Objective — Premature children are at increased risk of complications from vaccine-preventable diseases and should be vaccinated with the routinely recommended childhood vaccines at the same chronological age as full-term infants with the exception of the hepatitis B vaccine for infants of HBsAg-positive mothers. We sought to compare on-time vaccination levels in premature children for recommended vaccinations to levels in children born at term.

Methods — Using linked health administrative databases, we compared the proportion of term (37+ wks), near term (33-36 wks), very premature (28-32 wks) and extremely premature (≤27 wks) children who received at least one vaccination during the 2-, 4- and 6-month vaccination visits within the recommended time period in the province of Ontario.

__Recorded information__.
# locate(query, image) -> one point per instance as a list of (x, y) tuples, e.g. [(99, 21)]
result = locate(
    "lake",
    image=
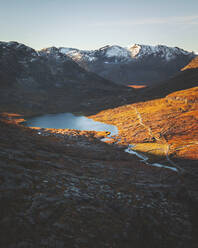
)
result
[(71, 121)]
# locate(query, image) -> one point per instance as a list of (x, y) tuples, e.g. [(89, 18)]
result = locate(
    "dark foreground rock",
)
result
[(66, 188)]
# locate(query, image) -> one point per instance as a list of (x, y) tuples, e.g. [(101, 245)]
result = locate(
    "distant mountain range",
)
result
[(38, 82), (137, 64), (62, 79)]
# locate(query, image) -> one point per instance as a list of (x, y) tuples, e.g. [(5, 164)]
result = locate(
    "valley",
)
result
[(62, 187)]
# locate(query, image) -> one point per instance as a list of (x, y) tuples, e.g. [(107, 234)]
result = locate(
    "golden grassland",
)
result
[(167, 125)]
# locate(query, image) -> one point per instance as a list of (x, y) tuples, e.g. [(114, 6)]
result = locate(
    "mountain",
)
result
[(137, 64), (185, 79), (42, 81)]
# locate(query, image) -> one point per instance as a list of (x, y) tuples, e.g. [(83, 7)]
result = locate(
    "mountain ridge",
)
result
[(138, 64)]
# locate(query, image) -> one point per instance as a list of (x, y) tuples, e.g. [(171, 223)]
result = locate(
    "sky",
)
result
[(91, 24)]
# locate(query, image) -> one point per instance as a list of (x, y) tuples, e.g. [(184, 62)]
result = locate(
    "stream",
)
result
[(71, 121)]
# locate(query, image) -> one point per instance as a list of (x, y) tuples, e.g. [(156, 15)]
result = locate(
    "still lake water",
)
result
[(68, 120)]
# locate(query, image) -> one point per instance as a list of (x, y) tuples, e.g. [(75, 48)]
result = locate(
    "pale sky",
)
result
[(90, 24)]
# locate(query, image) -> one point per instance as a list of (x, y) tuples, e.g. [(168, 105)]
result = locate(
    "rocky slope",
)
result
[(137, 64), (65, 188), (34, 82), (185, 79)]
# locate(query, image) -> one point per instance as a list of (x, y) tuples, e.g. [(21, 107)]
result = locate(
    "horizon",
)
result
[(89, 25), (97, 48)]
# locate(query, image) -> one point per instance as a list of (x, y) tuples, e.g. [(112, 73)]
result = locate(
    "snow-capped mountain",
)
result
[(40, 81), (138, 63), (124, 54)]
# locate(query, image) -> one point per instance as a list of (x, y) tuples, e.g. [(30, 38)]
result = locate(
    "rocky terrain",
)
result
[(66, 188), (34, 82), (137, 64)]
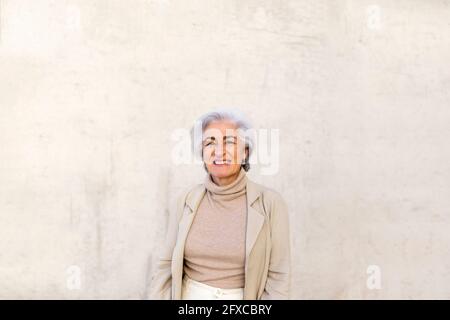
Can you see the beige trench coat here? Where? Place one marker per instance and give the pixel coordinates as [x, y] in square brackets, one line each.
[267, 263]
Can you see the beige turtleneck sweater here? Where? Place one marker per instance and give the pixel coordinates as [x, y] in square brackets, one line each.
[215, 246]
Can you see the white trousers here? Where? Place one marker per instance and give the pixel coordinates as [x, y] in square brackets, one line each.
[194, 290]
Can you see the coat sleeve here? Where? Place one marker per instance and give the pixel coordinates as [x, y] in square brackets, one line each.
[279, 274]
[161, 281]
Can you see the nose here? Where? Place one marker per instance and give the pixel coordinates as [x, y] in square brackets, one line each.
[219, 150]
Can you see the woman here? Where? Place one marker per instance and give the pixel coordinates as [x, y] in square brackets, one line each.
[229, 237]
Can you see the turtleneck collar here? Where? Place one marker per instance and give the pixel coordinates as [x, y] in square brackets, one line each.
[229, 191]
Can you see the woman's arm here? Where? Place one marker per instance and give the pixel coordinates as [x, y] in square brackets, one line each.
[161, 281]
[278, 279]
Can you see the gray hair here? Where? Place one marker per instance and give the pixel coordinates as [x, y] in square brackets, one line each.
[235, 117]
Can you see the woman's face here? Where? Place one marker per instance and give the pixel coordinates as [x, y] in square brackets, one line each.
[223, 150]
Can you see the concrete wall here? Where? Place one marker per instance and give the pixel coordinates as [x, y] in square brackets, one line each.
[91, 91]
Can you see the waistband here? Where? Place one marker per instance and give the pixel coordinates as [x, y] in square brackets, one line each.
[191, 282]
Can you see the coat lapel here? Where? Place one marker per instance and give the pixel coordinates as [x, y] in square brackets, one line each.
[255, 219]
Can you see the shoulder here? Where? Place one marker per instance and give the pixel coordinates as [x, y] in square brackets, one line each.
[273, 200]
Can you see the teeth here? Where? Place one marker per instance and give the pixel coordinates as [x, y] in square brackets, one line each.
[221, 162]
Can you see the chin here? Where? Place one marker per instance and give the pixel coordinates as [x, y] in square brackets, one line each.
[222, 172]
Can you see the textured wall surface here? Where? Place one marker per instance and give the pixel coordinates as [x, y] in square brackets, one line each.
[91, 92]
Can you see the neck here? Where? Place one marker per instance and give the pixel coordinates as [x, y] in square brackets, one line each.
[225, 180]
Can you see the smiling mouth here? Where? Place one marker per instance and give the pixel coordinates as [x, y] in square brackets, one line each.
[221, 162]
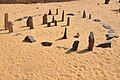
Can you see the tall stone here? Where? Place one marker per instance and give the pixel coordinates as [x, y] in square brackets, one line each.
[63, 13]
[56, 11]
[68, 21]
[6, 21]
[91, 41]
[45, 19]
[30, 22]
[10, 26]
[84, 14]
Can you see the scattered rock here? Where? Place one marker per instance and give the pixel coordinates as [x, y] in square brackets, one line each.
[106, 26]
[29, 39]
[70, 14]
[97, 20]
[46, 44]
[105, 45]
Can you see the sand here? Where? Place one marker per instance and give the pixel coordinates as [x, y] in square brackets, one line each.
[32, 61]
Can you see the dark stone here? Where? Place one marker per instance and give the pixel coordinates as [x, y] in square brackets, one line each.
[90, 16]
[10, 26]
[65, 34]
[46, 44]
[70, 14]
[75, 46]
[6, 21]
[77, 36]
[49, 13]
[53, 19]
[45, 19]
[68, 21]
[29, 39]
[55, 23]
[84, 14]
[105, 45]
[97, 20]
[56, 11]
[107, 1]
[30, 22]
[91, 41]
[63, 15]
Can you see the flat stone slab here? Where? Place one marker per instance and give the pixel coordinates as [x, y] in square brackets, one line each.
[97, 20]
[105, 45]
[29, 39]
[106, 26]
[46, 44]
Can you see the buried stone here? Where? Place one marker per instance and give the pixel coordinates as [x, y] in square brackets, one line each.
[91, 41]
[46, 43]
[107, 1]
[75, 46]
[105, 45]
[29, 39]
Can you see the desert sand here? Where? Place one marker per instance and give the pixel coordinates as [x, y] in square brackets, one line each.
[32, 61]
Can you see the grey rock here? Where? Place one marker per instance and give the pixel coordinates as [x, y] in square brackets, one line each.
[105, 45]
[29, 39]
[97, 20]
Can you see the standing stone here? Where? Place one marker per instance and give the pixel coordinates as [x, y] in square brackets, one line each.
[107, 1]
[49, 13]
[56, 11]
[63, 13]
[89, 16]
[45, 19]
[10, 26]
[6, 21]
[30, 22]
[91, 41]
[75, 46]
[55, 22]
[49, 24]
[65, 34]
[68, 21]
[84, 14]
[53, 19]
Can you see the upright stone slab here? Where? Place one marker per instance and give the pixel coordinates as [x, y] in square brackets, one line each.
[63, 14]
[68, 21]
[55, 23]
[65, 34]
[10, 26]
[75, 46]
[107, 1]
[84, 14]
[50, 12]
[90, 16]
[56, 11]
[45, 19]
[6, 21]
[91, 41]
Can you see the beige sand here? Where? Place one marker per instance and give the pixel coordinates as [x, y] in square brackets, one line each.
[26, 61]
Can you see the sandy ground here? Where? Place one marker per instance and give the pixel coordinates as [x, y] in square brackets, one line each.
[32, 61]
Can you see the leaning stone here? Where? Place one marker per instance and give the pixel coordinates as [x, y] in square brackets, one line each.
[106, 26]
[75, 46]
[105, 45]
[29, 39]
[46, 44]
[97, 20]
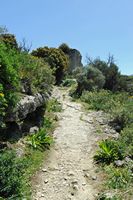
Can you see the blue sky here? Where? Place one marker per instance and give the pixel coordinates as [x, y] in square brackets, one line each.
[94, 27]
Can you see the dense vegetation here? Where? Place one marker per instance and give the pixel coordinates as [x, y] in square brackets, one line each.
[24, 74]
[101, 86]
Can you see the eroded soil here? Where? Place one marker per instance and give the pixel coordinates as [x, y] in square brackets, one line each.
[69, 172]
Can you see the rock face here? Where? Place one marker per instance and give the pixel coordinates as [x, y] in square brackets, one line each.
[28, 113]
[28, 104]
[74, 59]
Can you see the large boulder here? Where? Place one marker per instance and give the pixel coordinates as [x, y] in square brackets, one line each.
[28, 113]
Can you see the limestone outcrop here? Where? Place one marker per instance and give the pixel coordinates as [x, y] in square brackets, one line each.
[74, 59]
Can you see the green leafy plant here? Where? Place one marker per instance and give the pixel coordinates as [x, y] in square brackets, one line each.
[109, 152]
[11, 175]
[119, 177]
[53, 105]
[40, 140]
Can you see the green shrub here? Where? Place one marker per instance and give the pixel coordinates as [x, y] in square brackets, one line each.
[36, 72]
[118, 177]
[103, 196]
[68, 82]
[9, 78]
[126, 140]
[11, 175]
[53, 105]
[40, 140]
[109, 151]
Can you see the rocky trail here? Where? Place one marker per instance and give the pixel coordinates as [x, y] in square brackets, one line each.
[69, 172]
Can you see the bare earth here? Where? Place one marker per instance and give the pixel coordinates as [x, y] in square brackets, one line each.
[69, 172]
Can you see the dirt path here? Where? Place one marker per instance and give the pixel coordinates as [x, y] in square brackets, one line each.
[69, 172]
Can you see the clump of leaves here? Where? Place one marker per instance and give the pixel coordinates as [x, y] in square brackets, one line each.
[54, 105]
[68, 82]
[40, 140]
[109, 151]
[103, 196]
[118, 178]
[11, 175]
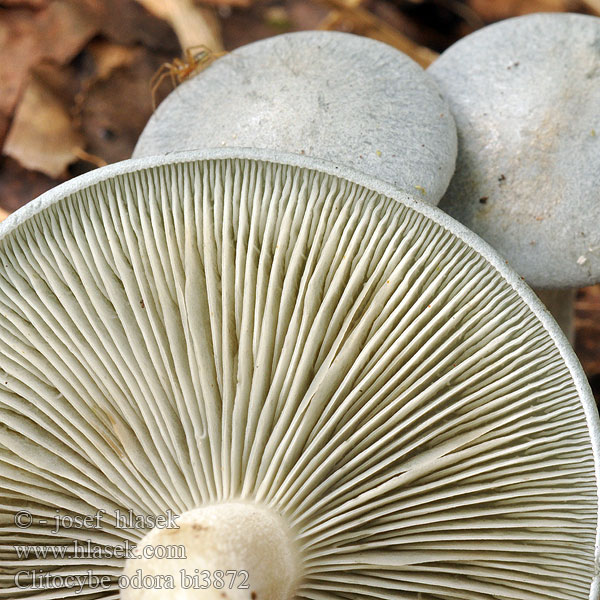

__Tasks to perform__.
a) From the vaccination study abstract, print the passage that opens with the words containing "Objective — Premature" and closes with "province of Ontario.".
b) Write what comes next in the vaccination study abstract, starting after its final sentence.

__Responses__.
a)
Objective — Premature children are at increased risk of complications from vaccine-preventable diseases and should be vaccinated with the routinely recommended childhood vaccines at the same chronological age as full-term infants with the exception of the hepatitis B vaccine for infants of HBsAg-positive mothers. We sought to compare on-time vaccination levels in premature children for recommended vaccinations to levels in children born at term.

Methods — Using linked health administrative databases, we compared the proportion of term (37+ wks), near term (33-36 wks), very premature (28-32 wks) and extremely premature (≤27 wks) children who received at least one vaccination during the 2-, 4- and 6-month vaccination visits within the recommended time period in the province of Ontario.

b)
Results — When we excluded children who were hospitalized at any time during the vaccination window, we identified that vaccination rates were within 3% of each other in the 4 categories examined. However, when we included infants who may have been hospitalized at any point during the on-time window, we observed substantially lower rates in the extremely premature children at 2 and 4 months and in the very premature children at 2 months.

Conclusion — Our study identifies the need to confirm whether vaccinations are given while premature children are in hospital during the time of their scheduled vaccinations.



Wilson K, Hawken S, Henningsen KH, Kwong JC, Deeks SL, Crowcroft NS, Law B, Manuel DG. Can J Public Health. 2012; 103(5):e359-62.